§ **Objective**: Can you recast the rows from the start through the line containing "M68 221L69 224L77" as a two-column CSV headed command and path, giving each row's text and its answer one quoted field apiece and turning line breaks into spaces?

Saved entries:
━━━━━━
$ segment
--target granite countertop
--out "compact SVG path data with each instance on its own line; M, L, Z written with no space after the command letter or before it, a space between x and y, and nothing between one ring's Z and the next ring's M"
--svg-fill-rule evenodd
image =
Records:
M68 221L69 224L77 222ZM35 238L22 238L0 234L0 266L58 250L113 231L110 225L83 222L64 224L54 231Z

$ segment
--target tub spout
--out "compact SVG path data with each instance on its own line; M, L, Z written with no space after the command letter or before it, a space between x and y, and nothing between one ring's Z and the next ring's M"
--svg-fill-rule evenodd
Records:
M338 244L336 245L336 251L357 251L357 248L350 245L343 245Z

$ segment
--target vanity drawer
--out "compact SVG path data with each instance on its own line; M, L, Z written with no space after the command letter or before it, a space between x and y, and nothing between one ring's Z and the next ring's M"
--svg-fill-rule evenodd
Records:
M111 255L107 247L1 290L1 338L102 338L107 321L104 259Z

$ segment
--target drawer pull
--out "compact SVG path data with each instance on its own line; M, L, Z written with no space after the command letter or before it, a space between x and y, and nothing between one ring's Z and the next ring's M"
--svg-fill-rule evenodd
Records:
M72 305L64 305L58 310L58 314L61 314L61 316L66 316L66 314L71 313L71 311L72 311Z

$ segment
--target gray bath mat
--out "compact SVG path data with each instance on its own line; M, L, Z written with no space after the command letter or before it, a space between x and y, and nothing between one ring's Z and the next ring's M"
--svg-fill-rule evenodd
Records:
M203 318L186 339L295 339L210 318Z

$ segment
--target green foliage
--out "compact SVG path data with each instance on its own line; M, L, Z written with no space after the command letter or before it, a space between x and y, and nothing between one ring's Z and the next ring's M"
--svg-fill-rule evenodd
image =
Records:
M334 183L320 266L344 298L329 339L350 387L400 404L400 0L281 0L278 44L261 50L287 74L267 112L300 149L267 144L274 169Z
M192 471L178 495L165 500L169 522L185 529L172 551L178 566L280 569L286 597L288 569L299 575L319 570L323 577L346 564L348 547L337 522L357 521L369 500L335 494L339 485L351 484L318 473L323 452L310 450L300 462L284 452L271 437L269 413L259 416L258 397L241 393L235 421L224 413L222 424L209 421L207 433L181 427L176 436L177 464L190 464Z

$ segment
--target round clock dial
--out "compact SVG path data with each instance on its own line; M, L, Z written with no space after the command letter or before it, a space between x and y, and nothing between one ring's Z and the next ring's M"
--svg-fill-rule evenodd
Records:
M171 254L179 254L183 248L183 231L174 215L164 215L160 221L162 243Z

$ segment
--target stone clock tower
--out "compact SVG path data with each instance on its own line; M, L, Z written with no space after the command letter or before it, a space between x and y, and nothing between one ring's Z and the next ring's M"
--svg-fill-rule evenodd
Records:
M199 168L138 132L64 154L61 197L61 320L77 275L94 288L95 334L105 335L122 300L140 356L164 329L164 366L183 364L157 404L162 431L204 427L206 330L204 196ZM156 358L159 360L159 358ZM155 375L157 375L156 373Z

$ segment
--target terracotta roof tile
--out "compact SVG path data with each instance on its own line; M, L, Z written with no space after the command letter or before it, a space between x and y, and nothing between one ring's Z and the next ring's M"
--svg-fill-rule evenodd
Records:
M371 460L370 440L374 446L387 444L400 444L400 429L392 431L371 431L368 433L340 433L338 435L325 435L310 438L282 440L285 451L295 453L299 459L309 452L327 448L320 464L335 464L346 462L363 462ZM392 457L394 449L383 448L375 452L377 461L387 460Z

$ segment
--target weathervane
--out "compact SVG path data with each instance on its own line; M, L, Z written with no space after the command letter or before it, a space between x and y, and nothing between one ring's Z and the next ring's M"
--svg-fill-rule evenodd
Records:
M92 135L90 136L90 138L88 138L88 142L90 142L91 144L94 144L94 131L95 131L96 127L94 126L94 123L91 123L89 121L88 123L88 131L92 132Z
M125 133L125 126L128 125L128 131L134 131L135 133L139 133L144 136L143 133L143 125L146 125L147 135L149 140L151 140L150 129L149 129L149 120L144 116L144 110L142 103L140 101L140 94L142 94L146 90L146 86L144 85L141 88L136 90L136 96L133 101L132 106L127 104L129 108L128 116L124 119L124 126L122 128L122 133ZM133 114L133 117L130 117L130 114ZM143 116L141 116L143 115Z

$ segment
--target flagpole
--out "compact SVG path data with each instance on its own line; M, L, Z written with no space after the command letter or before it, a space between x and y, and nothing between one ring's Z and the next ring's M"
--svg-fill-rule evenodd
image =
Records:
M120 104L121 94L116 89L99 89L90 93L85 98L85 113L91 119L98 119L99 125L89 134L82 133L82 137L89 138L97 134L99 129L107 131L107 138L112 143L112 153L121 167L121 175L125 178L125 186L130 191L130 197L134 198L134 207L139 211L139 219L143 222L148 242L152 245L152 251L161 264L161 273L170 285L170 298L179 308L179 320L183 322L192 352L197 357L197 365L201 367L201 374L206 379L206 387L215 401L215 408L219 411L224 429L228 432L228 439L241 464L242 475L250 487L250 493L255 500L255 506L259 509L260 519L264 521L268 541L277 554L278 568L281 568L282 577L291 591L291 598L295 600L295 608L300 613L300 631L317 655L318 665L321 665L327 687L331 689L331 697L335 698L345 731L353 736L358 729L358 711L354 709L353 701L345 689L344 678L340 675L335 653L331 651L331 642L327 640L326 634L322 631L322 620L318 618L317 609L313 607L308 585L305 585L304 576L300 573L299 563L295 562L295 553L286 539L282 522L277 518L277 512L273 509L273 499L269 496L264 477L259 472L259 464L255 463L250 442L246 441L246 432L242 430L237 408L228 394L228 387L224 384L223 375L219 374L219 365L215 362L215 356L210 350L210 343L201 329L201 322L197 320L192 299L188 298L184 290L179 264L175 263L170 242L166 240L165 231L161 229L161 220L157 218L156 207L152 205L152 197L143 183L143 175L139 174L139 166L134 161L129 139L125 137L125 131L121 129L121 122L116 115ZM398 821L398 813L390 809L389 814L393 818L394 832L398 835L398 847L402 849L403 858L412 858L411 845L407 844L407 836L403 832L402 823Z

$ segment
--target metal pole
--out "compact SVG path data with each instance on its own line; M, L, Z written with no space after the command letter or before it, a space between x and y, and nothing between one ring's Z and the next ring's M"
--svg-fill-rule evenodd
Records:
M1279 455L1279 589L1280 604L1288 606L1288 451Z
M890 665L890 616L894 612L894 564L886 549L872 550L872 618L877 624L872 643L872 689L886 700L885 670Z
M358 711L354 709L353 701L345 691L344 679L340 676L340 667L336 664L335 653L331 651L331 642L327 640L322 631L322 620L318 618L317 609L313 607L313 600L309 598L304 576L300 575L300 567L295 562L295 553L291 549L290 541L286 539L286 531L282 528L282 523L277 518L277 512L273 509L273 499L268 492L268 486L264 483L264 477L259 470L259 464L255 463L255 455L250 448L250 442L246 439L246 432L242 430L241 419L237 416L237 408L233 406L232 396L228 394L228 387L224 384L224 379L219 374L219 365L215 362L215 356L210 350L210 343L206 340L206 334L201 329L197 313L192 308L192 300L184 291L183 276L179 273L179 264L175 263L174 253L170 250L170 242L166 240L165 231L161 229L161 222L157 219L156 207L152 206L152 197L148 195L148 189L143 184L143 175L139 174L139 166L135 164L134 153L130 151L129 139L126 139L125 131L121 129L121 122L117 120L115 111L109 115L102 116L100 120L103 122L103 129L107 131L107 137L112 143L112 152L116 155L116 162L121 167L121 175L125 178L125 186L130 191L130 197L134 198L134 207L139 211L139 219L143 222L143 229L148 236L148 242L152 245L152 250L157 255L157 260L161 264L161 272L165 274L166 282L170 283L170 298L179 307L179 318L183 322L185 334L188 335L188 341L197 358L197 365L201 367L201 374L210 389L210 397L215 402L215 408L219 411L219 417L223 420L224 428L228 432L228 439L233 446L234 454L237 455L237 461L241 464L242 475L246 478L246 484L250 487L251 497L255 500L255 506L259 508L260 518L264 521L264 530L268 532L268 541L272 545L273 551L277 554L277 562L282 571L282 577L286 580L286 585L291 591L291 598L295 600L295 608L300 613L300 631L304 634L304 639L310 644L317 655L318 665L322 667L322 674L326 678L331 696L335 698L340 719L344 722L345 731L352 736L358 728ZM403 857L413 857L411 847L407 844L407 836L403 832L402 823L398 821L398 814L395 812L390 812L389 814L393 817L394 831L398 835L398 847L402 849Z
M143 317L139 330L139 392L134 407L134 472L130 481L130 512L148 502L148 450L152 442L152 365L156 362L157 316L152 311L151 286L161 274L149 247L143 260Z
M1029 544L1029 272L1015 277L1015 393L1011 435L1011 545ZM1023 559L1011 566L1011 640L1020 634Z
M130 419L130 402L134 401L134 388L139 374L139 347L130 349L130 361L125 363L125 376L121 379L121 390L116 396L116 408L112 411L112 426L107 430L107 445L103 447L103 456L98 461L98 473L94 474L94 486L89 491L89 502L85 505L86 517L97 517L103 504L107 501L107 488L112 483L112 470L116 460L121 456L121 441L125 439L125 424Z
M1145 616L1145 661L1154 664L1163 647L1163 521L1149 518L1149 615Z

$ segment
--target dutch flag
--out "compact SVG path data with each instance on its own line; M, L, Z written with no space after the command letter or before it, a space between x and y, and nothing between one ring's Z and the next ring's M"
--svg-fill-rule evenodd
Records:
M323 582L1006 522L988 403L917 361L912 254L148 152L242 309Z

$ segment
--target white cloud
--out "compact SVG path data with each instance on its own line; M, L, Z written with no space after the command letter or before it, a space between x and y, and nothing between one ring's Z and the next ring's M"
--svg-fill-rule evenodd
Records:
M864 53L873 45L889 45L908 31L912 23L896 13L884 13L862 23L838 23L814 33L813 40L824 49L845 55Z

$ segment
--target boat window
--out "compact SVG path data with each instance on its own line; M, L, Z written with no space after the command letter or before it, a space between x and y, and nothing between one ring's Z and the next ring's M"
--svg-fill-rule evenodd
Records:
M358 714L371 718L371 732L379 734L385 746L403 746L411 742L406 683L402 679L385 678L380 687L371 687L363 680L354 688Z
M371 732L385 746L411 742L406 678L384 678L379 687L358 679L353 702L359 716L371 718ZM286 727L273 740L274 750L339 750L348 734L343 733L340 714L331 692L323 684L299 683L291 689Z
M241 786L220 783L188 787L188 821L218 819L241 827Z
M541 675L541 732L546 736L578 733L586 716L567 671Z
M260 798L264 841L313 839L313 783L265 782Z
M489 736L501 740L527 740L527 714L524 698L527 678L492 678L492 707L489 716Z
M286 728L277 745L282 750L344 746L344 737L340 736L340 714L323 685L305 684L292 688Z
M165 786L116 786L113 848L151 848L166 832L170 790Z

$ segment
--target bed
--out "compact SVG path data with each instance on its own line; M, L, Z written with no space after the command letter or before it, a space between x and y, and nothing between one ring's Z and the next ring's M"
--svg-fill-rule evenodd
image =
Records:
━━━━━━
§ **Reply**:
command,path
"$ segment --target granite countertop --out ""compact SVG path data with each instance on its own line; M, L, Z written with no space after the command letter or before it, a space between x and y, and nothing between one ring's Z and the next ring's M"" --svg-fill-rule evenodd image = Records:","M68 221L69 224L77 222ZM35 238L22 238L0 234L0 266L58 250L113 231L110 225L83 222L64 224L54 231Z"